What is expected:
Below are the records; copy each line in them that holds the word "person".

Provided records:
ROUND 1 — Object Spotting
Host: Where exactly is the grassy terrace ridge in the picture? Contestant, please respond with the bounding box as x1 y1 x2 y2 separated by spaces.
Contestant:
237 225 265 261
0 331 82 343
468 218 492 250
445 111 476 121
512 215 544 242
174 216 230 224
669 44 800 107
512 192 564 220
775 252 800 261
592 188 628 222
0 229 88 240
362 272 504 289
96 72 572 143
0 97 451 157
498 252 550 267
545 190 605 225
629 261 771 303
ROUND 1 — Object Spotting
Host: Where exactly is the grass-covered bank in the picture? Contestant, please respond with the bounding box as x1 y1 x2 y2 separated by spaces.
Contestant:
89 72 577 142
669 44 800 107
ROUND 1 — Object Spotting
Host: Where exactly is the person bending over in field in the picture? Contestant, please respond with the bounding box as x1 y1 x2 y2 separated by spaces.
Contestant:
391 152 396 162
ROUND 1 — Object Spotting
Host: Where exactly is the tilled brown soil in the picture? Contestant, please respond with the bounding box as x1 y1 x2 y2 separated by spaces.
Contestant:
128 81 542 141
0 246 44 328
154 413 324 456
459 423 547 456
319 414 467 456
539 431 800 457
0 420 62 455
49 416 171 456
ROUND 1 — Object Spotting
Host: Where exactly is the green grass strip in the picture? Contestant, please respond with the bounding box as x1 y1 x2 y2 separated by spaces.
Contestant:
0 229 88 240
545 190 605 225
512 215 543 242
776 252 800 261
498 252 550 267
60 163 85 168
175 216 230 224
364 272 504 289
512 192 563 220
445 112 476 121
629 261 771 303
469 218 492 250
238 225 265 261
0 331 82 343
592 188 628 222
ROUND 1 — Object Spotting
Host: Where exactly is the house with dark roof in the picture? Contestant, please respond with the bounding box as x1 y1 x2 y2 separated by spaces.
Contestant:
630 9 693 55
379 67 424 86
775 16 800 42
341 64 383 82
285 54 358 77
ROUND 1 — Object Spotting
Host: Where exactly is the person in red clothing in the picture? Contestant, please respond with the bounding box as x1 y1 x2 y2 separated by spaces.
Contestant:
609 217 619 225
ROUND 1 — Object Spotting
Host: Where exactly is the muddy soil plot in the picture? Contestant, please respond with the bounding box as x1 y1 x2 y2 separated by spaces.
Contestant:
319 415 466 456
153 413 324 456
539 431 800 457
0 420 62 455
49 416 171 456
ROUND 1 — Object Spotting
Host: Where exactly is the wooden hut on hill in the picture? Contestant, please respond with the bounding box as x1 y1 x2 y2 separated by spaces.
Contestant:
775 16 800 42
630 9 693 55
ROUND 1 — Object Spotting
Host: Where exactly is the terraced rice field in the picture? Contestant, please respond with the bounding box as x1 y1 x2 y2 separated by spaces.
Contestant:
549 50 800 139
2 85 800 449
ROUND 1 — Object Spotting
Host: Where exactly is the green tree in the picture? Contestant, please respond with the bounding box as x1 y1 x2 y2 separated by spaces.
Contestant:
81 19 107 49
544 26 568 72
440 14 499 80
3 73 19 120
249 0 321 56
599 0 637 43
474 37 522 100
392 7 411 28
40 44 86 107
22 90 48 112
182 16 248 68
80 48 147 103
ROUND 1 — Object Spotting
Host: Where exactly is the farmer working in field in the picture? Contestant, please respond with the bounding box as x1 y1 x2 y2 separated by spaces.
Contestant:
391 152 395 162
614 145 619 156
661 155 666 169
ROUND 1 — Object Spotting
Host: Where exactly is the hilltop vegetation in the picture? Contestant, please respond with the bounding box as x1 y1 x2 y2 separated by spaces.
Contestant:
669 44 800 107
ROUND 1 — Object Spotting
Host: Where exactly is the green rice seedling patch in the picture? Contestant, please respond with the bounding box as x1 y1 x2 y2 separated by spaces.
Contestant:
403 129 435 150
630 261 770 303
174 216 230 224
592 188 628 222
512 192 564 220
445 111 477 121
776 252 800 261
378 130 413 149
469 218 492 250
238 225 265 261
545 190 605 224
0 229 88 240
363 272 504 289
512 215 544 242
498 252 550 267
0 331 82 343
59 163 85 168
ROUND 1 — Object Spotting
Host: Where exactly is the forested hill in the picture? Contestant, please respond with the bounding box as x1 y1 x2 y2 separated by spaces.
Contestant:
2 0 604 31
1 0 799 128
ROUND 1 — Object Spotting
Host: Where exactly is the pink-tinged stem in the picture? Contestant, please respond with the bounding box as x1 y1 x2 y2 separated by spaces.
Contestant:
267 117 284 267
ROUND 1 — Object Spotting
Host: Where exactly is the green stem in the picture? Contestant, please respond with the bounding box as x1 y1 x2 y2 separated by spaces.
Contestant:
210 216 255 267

Exercise answer:
Host: Where exactly is the person bending over in field in the picture? Contestant, please respond with the bounding box as x1 y1 x2 y2 separated by spaces.
Host: Where exactly is the person in red clothing in the picture? Contestant, please respond with the bounding box as x1 y1 x2 y2 separated by spaces.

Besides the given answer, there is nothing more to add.